▸ Given instruction A
Reproduce the collection entries from the line with "Every instance of the field" up to and including the last line of the entries. Multiply each answer coordinate by 1.9 and round to the nearest whole number, with halves rounding up, but leave the request lines and their sample points unchanged.

Architecture - simple

Design Principles

Facade Pattern

STATISTICS is the main facade class that coordinates all statistical operations. This provides a single entry point and simplifies the API.

Design by Contract

Every feature includes formal contracts:

Preconditions (require): What callers must guarantee (non-empty arrays, matching lengths, etc.)
Postconditions (ensure): What the implementation guarantees (range constraints, ordering, etc.)
Invariants: Properties that hold throughout object lifetime

Immutable Results

TEST_RESULT and REGRESSION_RESULT are immutable. Once created, their values cannot change. This ensures thread safety and simplifies reasoning about code.

Numerical Stability

All algorithms use numerically stable variants:

Welford's algorithm: For mean and variance - one-pass, no accumulation errors
Kahan summation: For sum - compensated addition to reduce floating-point error
Linear interpolation: For percentiles - stable computation

Class Structure

STATISTICS (Facade)

Main entry point. Stateless - provides all statistical operations.

Methods:
- Descriptive Statistics: mean, median, variance, std_dev, etc.
- Bivariate Analysis: covariance, correlation
- Regression: linear_regression
- Hypothesis Testing: t_test_*, chi_square_test, anova

TEST_RESULT (Data)

Immutable result object from hypothesis tests. Contains test statistic, p-value, and degrees of freedom.

REGRESSION_RESULT (Data)

Immutable regression output. Contains slope, intercept, R², and prediction capability.

ASSUMPTION_CHECK (Data)

Documents validation of statistical test assumptions (normality, homogeneity of variance, etc.).

CLEANED_STATISTICS (Utility)

Data cleaning utility class. Removes NaN and infinite values from arrays.

Key Algorithms

Mean Computation

Welford's Online Mean

Computes the mean in a single pass while maintaining numerical stability:

mean = 0
for each x in data:
    n = n + 1
    mean = mean + (x - mean) / n

Variance Computation

Welford's Two-Pass Variance

First pass: compute mean. Second pass: compute sum of squared deviations.

sum_sq_dev = 0
for each x in data:
    sum_sq_dev += (x - mean)^2
variance = sum_sq_dev / n

Sum Computation

Kahan Summation

Compensated summation that tracks and corrects for floating-point rounding errors:

sum = 0, compensation = 0
for each x in data:
    temp = x - compensation
    sum = sum + temp
    compensation = (sum - x) - temp

Percentile Computation

NIST R-7 Linear Interpolation

After sorting: h = (p/100) * (n-1), then interpolate between floor(h) and ceil(h).

Correlation

Pearson Correlation

r = cov(x,y) / (std(x) * std(y)), bounded to [-1, 1].

Linear Regression

Ordinary Least Squares

Uses normal equations: slope = cov(x,y) / var(x), intercept = mean(y) - slope * mean(x).

Hypothesis Tests

t-test: Computes t-statistic = (mean - mu) / (std_err). Dof = n-1 or Welch-Satterthwaite for two-sample.

ANOVA: Computes F-statistic = MS_between / MS_within. Dof = groups - 1.

Chi-square: Computes chi² = sum((O - E)² / E).

Dependencies

External Libraries

simple_math: For sqrt function (one method call)

ISE Eiffel Base Library

ARRAY for data storage
REAL_64 for numeric operations
HASH_TABLE for frequency counting in mode()
ARRAYED_LIST for data cleaning

No external numerical libraries or scientific frameworks - everything is implemented from first principles.

Future Enhancements

Phase 2: Distribution CDFs

Implement proper p-value computation for hypothesis tests:

t-distribution CDF for t-tests
Chi-square distribution CDF
F-distribution CDF for ANOVA

Phase 3: Advanced Statistics

Multiple regression
Logistic regression
Non-parametric tests (Mann-Whitney U, Kruskal-Wallis, etc.)
Confidence intervals

Phase 4: Matrix Operations

Matrix algebra for multivariate analysis
Principal component analysis (PCA)
Factor analysis

▸ Given instruction B
Using the statistics architecture page, state whether each statement agrees with it: (i) TEST_RESULT and REGRESSION_RESULT cannot change once created; (ii) the library relies on external scientific frameworks for its numerical routines; (iii) percentiles are computed with Kahan summation. Answer yes or no for each and quote the deciding words.

[Collection entries]
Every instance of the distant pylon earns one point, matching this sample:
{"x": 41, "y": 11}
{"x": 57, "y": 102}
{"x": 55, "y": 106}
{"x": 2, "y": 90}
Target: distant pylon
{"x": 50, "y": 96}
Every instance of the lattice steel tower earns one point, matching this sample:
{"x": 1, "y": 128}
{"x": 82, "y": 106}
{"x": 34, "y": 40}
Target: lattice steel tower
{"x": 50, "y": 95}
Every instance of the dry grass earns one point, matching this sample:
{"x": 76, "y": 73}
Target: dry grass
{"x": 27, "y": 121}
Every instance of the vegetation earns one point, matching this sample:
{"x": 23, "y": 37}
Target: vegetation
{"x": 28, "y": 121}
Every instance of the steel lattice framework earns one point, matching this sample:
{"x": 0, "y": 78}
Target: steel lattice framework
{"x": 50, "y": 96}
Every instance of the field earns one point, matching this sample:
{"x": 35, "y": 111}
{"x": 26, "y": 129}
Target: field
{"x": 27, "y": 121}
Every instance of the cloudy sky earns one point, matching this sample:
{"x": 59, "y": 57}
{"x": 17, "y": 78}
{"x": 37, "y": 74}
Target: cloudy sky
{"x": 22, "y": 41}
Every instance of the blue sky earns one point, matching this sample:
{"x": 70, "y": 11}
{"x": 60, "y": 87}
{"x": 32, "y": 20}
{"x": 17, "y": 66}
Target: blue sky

▸ Exercise solution A
Every instance of the field earns one point, matching this sample:
{"x": 35, "y": 111}
{"x": 26, "y": 129}
Target: field
{"x": 51, "y": 230}
Every instance of the cloudy sky earns one point, matching this sample:
{"x": 59, "y": 57}
{"x": 17, "y": 78}
{"x": 37, "y": 74}
Target: cloudy sky
{"x": 42, "y": 78}
Every instance of the blue sky earns one point, matching this sample:
{"x": 70, "y": 11}
{"x": 60, "y": 87}
{"x": 32, "y": 20}
{"x": 17, "y": 66}
Target: blue sky

▸ Exercise solution B
(i) Yes: "TEST_RESULT and REGRESSION_RESULT are immutable. Once created, their values cannot change."
(ii) No: "No external numerical libraries or scientific frameworks - everything is implemented from first principles."
(iii) No: "Linear interpolation: For percentiles - stable computation"